| To do |
Without including any images, reproduce each entry exactly.

| Stored data |
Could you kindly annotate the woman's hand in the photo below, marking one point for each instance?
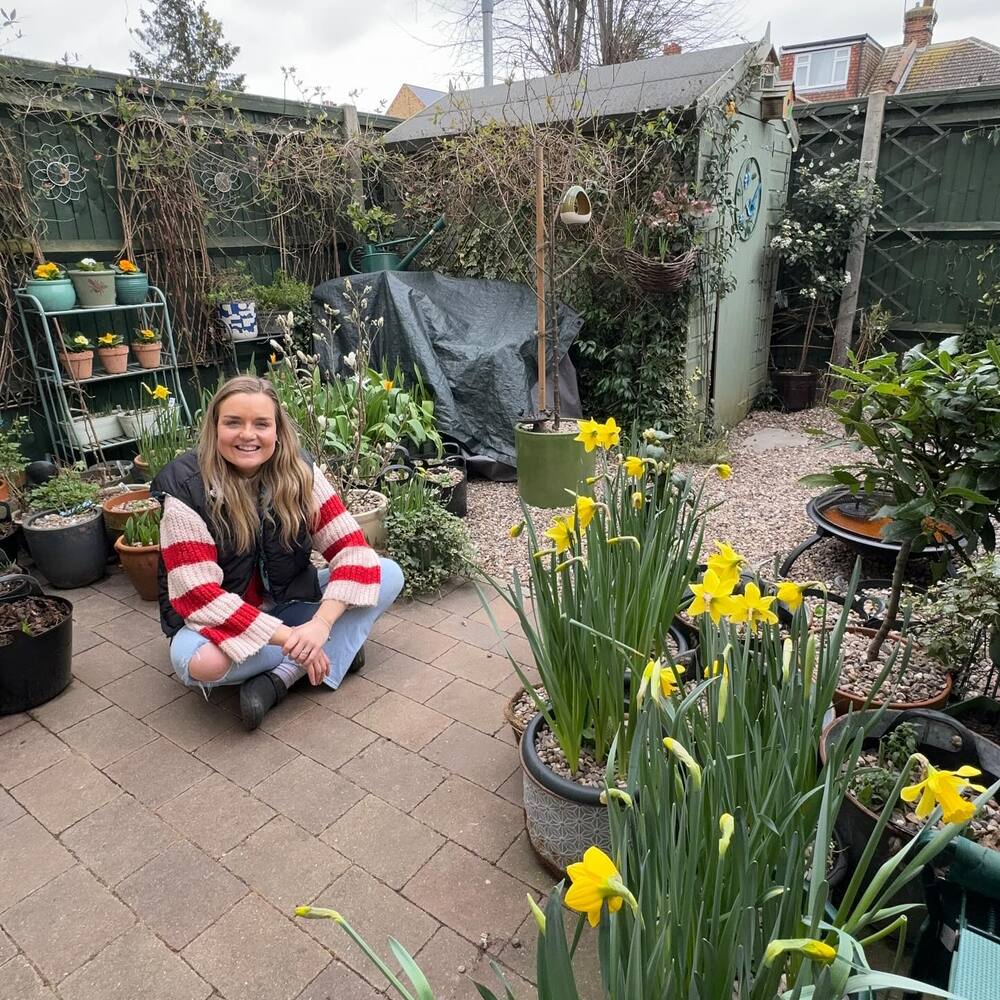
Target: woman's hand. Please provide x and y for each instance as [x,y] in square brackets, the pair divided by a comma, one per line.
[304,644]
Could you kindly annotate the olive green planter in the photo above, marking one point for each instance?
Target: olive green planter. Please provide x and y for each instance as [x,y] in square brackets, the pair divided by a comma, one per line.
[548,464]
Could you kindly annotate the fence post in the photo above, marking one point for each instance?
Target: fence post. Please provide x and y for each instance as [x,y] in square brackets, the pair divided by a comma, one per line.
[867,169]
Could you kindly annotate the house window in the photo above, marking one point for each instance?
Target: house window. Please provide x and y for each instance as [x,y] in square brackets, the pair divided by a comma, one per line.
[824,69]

| Exercise result |
Could you kindly annotate the woman's hand in the photo below, marking one point for each instance?
Target: woman's hand. Please provide x and y for each instance as [x,y] in square brackets, the pair divided by a comma, one per line.
[304,644]
Could you kindly annotate the olive green planter in the photo above, marking one point for each instance?
Target: olive green planter. Please provide x and y for each instance as [x,y] in square brackets, the pair divided by a comma, one per line.
[548,464]
Could you kindly annotate the fence post in the photo above, marking one point for each instance?
Target: fence post. Please provide x and y for each instance as [x,y] in square brackets, the pair divided by a comma, one per line.
[867,169]
Could you kindly annotate the house window in the photo above, marking one point for each instance?
Target: house window. Please provide x and y for each instance as [x,y] in square brackets, the pair divided by a comma, one per line.
[824,69]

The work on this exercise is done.